*INPUT FOR THIS TASK*:
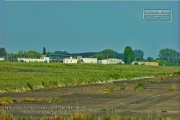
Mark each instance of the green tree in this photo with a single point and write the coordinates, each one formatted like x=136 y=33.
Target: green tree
x=170 y=55
x=44 y=51
x=3 y=52
x=128 y=55
x=150 y=59
x=138 y=55
x=108 y=53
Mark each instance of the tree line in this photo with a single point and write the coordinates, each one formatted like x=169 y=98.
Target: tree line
x=166 y=56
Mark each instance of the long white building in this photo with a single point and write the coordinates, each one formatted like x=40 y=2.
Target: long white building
x=88 y=60
x=110 y=61
x=45 y=59
x=69 y=60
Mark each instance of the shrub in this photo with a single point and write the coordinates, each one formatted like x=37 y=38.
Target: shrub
x=173 y=88
x=30 y=86
x=6 y=100
x=140 y=86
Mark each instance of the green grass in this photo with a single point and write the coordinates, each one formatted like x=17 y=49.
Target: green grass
x=20 y=77
x=79 y=116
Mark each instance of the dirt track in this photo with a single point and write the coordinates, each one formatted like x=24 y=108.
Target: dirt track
x=156 y=100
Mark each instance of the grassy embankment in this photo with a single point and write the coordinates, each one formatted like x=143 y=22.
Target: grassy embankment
x=20 y=77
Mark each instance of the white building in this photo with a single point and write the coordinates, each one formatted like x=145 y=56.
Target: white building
x=138 y=62
x=88 y=60
x=69 y=60
x=110 y=61
x=45 y=59
x=2 y=59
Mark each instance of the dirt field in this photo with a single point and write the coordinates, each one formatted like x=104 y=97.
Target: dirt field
x=117 y=98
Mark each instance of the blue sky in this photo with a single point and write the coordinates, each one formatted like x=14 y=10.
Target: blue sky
x=87 y=26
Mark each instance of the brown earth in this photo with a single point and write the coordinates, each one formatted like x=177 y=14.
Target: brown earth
x=117 y=98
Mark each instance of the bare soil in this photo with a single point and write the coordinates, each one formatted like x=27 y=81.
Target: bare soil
x=117 y=98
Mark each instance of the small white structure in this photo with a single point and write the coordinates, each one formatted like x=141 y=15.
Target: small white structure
x=151 y=64
x=2 y=59
x=138 y=62
x=110 y=61
x=45 y=59
x=88 y=60
x=69 y=60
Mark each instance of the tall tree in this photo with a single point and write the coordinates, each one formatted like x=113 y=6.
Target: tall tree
x=128 y=55
x=44 y=51
x=170 y=55
x=150 y=59
x=3 y=52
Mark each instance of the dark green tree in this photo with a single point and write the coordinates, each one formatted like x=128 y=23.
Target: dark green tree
x=171 y=56
x=128 y=55
x=3 y=52
x=108 y=53
x=150 y=59
x=138 y=55
x=44 y=51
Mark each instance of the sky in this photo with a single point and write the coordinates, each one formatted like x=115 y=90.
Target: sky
x=87 y=26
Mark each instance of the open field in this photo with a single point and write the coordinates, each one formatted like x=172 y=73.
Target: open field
x=157 y=102
x=20 y=77
x=64 y=89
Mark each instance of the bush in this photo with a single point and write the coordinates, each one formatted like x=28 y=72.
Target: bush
x=140 y=86
x=30 y=86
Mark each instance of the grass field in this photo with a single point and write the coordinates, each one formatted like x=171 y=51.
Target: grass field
x=19 y=77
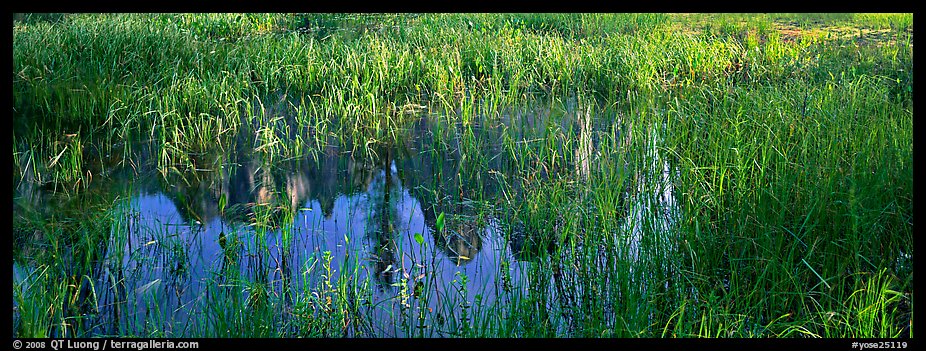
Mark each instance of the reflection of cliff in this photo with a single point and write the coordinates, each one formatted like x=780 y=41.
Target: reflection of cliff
x=246 y=183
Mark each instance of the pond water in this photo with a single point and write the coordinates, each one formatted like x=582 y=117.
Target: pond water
x=406 y=232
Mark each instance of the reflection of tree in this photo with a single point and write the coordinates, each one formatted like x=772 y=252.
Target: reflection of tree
x=435 y=174
x=381 y=227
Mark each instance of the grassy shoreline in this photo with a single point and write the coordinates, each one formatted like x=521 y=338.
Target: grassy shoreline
x=789 y=139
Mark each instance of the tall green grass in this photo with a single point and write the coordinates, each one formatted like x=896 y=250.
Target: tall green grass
x=790 y=159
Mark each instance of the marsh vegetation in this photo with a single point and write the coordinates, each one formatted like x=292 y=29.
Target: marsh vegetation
x=462 y=175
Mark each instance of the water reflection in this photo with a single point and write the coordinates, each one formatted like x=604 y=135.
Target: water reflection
x=243 y=228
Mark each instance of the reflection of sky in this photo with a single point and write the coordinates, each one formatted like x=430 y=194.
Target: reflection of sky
x=159 y=238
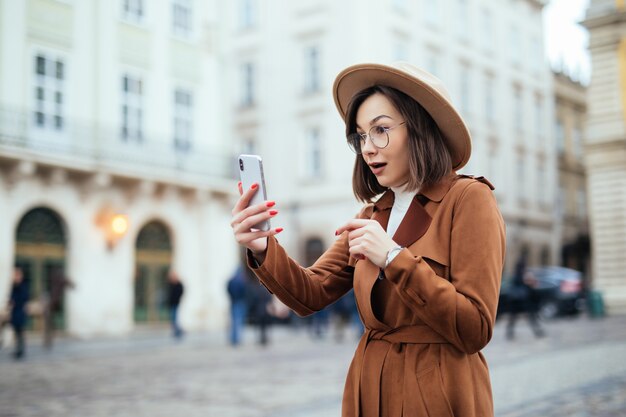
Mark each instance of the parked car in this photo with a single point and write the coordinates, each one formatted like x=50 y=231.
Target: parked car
x=559 y=290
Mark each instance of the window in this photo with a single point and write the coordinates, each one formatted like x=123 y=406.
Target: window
x=432 y=11
x=133 y=10
x=560 y=136
x=432 y=62
x=247 y=98
x=561 y=201
x=542 y=182
x=515 y=47
x=400 y=51
x=462 y=20
x=489 y=99
x=247 y=14
x=249 y=146
x=486 y=30
x=49 y=87
x=537 y=61
x=518 y=115
x=581 y=203
x=132 y=108
x=521 y=178
x=464 y=89
x=577 y=141
x=539 y=119
x=312 y=69
x=313 y=153
x=492 y=162
x=181 y=17
x=183 y=120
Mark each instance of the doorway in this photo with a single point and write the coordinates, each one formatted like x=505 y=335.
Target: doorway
x=40 y=250
x=153 y=261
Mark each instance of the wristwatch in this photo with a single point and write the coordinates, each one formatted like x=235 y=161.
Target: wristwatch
x=393 y=252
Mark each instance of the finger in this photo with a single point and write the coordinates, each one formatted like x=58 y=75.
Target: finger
x=245 y=198
x=246 y=238
x=251 y=221
x=351 y=225
x=357 y=233
x=239 y=217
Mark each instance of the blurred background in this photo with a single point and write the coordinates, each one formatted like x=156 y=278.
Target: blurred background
x=121 y=121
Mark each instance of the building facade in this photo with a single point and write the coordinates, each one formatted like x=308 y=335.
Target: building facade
x=119 y=123
x=605 y=149
x=572 y=214
x=280 y=61
x=107 y=173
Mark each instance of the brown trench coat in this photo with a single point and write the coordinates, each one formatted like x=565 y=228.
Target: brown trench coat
x=430 y=314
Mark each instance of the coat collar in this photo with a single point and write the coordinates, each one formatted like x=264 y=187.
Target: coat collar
x=434 y=193
x=416 y=220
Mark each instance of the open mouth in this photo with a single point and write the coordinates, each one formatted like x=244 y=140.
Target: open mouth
x=377 y=167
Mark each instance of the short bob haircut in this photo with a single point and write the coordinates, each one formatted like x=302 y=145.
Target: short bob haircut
x=430 y=159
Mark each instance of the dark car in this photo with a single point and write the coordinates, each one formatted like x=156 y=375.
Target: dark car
x=559 y=291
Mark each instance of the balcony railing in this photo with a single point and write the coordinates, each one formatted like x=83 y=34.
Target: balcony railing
x=92 y=147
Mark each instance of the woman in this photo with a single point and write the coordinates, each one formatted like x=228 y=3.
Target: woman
x=424 y=259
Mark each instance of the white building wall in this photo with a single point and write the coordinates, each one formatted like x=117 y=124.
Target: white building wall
x=351 y=32
x=191 y=193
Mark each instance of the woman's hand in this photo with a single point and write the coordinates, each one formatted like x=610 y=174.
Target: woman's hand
x=245 y=217
x=367 y=239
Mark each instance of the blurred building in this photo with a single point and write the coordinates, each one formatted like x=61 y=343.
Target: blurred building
x=281 y=58
x=114 y=165
x=573 y=221
x=605 y=149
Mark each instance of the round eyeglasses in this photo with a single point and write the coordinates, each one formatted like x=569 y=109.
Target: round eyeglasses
x=379 y=136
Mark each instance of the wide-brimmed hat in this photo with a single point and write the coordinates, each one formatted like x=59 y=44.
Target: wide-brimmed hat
x=422 y=86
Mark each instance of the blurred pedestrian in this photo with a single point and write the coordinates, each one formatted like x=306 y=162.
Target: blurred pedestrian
x=53 y=303
x=523 y=298
x=258 y=302
x=175 y=291
x=237 y=289
x=345 y=316
x=424 y=255
x=17 y=304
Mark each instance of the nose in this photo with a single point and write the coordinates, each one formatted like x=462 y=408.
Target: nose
x=368 y=147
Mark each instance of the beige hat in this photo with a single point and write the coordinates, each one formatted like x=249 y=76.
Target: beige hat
x=422 y=86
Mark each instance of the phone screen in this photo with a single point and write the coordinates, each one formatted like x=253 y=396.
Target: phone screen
x=250 y=172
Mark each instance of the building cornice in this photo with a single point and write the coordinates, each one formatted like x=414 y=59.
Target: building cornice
x=611 y=18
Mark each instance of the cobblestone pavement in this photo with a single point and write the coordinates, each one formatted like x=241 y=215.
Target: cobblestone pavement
x=578 y=370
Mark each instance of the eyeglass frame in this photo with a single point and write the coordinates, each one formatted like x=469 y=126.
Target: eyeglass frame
x=363 y=137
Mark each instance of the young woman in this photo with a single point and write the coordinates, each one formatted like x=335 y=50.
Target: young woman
x=424 y=256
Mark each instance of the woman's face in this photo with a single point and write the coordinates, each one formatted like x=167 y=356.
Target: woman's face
x=390 y=165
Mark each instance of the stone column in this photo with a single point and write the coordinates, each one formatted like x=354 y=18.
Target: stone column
x=605 y=150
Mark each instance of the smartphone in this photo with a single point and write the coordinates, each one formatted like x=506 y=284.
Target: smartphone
x=250 y=172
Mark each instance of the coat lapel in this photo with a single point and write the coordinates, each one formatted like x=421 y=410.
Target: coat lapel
x=414 y=224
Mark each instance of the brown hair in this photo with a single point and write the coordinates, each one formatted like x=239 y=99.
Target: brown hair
x=429 y=159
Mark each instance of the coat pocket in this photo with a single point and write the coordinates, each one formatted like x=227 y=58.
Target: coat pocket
x=433 y=396
x=440 y=268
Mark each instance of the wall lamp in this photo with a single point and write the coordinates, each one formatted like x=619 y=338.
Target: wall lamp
x=114 y=226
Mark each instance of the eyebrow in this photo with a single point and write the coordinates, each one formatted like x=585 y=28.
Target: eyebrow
x=375 y=119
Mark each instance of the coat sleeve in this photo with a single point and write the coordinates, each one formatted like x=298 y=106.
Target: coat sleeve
x=463 y=308
x=307 y=290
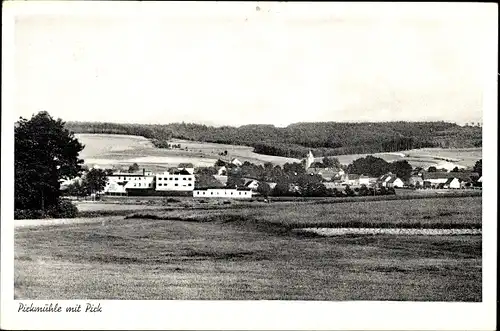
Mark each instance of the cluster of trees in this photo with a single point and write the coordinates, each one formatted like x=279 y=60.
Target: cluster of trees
x=295 y=140
x=375 y=167
x=92 y=182
x=45 y=152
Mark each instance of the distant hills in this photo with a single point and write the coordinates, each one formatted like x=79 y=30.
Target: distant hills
x=295 y=140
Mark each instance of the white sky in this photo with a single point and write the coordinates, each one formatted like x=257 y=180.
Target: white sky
x=235 y=65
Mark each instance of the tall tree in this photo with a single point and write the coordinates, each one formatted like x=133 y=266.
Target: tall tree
x=331 y=162
x=95 y=180
x=133 y=168
x=478 y=167
x=44 y=153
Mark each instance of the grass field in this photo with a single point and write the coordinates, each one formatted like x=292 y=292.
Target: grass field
x=241 y=253
x=109 y=149
x=439 y=157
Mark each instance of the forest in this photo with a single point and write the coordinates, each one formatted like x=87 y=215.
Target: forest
x=295 y=140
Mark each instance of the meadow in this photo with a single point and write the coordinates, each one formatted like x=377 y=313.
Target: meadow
x=447 y=158
x=109 y=149
x=238 y=252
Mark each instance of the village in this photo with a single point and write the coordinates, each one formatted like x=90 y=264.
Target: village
x=234 y=179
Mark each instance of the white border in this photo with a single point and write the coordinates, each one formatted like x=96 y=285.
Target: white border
x=221 y=315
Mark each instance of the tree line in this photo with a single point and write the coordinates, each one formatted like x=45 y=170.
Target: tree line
x=324 y=138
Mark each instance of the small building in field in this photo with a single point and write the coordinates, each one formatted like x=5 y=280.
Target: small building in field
x=236 y=193
x=364 y=180
x=175 y=180
x=236 y=162
x=252 y=184
x=389 y=180
x=416 y=181
x=221 y=171
x=452 y=183
x=394 y=182
x=124 y=183
x=352 y=179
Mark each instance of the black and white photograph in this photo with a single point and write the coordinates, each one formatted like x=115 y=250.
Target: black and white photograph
x=256 y=153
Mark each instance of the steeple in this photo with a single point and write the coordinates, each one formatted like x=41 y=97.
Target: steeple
x=309 y=159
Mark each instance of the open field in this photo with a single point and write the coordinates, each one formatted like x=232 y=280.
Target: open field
x=108 y=149
x=246 y=253
x=438 y=157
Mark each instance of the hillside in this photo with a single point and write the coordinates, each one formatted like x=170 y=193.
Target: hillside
x=295 y=140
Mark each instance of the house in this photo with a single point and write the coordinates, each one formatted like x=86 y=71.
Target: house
x=453 y=183
x=236 y=162
x=364 y=180
x=435 y=178
x=123 y=183
x=271 y=185
x=252 y=184
x=309 y=160
x=177 y=180
x=190 y=170
x=237 y=193
x=389 y=180
x=394 y=182
x=221 y=179
x=353 y=179
x=416 y=181
x=327 y=174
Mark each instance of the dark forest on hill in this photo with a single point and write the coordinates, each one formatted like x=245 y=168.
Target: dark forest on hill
x=295 y=140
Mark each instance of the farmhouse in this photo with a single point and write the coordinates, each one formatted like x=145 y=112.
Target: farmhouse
x=309 y=160
x=389 y=180
x=180 y=180
x=221 y=171
x=394 y=182
x=125 y=183
x=236 y=162
x=252 y=184
x=327 y=173
x=237 y=193
x=433 y=179
x=416 y=181
x=452 y=183
x=353 y=179
x=364 y=180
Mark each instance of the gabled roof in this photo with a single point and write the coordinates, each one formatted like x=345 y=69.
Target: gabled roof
x=462 y=175
x=449 y=180
x=393 y=179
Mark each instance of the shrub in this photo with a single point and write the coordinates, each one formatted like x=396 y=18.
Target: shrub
x=172 y=200
x=21 y=214
x=64 y=209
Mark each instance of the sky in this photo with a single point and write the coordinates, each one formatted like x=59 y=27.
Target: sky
x=264 y=63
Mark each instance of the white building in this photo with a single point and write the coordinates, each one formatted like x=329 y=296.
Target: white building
x=309 y=159
x=452 y=183
x=238 y=193
x=236 y=162
x=252 y=184
x=180 y=180
x=119 y=183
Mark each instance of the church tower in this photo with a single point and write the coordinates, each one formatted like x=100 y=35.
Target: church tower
x=309 y=159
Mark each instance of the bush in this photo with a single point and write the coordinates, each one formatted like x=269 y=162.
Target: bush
x=172 y=200
x=64 y=209
x=21 y=214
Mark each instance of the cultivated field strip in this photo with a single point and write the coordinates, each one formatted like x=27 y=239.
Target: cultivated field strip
x=328 y=232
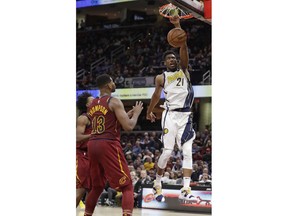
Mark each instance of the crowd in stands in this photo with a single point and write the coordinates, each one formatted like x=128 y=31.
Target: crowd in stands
x=140 y=50
x=142 y=151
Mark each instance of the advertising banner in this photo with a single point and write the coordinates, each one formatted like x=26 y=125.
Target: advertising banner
x=172 y=202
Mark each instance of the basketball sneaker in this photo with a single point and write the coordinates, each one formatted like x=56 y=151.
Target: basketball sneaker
x=157 y=191
x=186 y=194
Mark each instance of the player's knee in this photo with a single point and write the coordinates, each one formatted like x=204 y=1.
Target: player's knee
x=187 y=156
x=166 y=154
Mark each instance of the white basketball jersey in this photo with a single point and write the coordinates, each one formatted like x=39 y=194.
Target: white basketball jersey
x=178 y=90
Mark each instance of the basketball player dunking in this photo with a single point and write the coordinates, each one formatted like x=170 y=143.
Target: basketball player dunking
x=176 y=118
x=107 y=160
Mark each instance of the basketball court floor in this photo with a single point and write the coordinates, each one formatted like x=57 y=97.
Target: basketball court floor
x=117 y=211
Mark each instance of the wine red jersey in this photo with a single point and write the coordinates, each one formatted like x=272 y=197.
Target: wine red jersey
x=104 y=122
x=82 y=145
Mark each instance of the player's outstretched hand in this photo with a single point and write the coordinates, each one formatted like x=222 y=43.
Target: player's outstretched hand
x=175 y=19
x=151 y=117
x=130 y=113
x=137 y=109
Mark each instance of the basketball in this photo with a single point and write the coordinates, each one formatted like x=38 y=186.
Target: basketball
x=176 y=37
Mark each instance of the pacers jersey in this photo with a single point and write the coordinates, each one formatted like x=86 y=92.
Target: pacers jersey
x=178 y=91
x=81 y=146
x=104 y=122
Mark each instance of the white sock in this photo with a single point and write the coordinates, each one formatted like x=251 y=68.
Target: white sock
x=186 y=182
x=158 y=179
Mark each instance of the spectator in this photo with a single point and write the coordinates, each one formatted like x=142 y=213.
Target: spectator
x=149 y=164
x=205 y=171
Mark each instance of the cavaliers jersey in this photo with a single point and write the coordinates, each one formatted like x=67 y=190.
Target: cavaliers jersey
x=178 y=91
x=82 y=145
x=104 y=122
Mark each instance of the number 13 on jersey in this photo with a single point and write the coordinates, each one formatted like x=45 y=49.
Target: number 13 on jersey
x=98 y=125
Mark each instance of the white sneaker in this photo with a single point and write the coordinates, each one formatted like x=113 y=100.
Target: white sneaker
x=157 y=191
x=186 y=195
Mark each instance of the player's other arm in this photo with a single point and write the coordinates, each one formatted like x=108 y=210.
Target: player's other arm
x=184 y=55
x=127 y=123
x=159 y=82
x=82 y=121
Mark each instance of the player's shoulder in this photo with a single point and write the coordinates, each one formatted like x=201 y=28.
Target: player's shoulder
x=83 y=118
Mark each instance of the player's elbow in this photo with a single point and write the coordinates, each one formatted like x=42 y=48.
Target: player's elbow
x=129 y=126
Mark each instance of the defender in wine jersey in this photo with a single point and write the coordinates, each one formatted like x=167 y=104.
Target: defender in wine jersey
x=83 y=130
x=176 y=119
x=107 y=161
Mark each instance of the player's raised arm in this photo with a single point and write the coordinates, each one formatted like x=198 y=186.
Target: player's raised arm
x=159 y=82
x=127 y=123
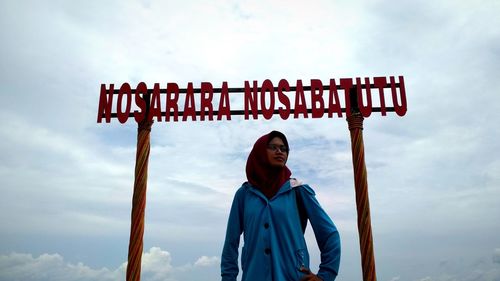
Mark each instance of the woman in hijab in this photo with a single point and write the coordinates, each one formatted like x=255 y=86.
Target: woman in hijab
x=269 y=210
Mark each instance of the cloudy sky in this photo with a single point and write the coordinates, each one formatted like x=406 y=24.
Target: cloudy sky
x=66 y=182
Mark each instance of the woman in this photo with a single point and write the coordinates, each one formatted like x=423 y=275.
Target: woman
x=267 y=210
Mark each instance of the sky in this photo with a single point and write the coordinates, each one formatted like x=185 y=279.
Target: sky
x=66 y=182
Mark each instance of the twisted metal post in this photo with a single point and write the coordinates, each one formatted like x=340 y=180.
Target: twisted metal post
x=355 y=122
x=139 y=201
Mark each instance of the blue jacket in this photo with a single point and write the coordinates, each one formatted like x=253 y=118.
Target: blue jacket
x=274 y=246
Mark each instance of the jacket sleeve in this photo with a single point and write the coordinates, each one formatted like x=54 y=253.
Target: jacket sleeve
x=229 y=260
x=326 y=233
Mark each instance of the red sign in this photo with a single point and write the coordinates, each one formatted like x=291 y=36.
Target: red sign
x=269 y=100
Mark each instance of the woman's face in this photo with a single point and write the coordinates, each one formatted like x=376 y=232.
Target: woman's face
x=277 y=152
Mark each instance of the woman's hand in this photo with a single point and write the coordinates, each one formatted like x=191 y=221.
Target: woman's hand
x=309 y=275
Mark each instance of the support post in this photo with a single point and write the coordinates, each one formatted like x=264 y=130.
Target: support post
x=355 y=122
x=139 y=198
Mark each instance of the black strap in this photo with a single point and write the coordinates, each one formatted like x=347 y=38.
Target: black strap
x=301 y=209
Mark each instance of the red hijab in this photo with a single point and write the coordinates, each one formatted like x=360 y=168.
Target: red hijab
x=260 y=173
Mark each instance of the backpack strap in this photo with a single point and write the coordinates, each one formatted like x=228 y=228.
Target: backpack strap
x=300 y=204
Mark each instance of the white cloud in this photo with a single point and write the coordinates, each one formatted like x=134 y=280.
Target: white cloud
x=207 y=261
x=156 y=266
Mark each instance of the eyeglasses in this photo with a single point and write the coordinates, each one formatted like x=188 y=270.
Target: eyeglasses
x=275 y=148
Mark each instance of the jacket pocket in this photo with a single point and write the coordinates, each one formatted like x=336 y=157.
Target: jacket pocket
x=302 y=259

*PROBLEM TO WORK ON*:
Duplicate everything in the material above from the line containing "Mark each instance of the window" down through the line containing "x=183 y=120", inclusive, keeping each line unchanged.

*RESULT OF THE TASK*:
Mark each instance of the window in this photo with a single point and write the coordinates, each one formatted like x=123 y=406.
Target: window
x=432 y=11
x=133 y=10
x=560 y=136
x=432 y=62
x=247 y=98
x=561 y=201
x=542 y=182
x=515 y=47
x=400 y=51
x=462 y=20
x=489 y=99
x=247 y=14
x=249 y=146
x=486 y=30
x=49 y=87
x=537 y=61
x=518 y=115
x=581 y=203
x=132 y=108
x=521 y=178
x=464 y=89
x=577 y=141
x=539 y=119
x=312 y=69
x=313 y=153
x=492 y=162
x=181 y=17
x=183 y=120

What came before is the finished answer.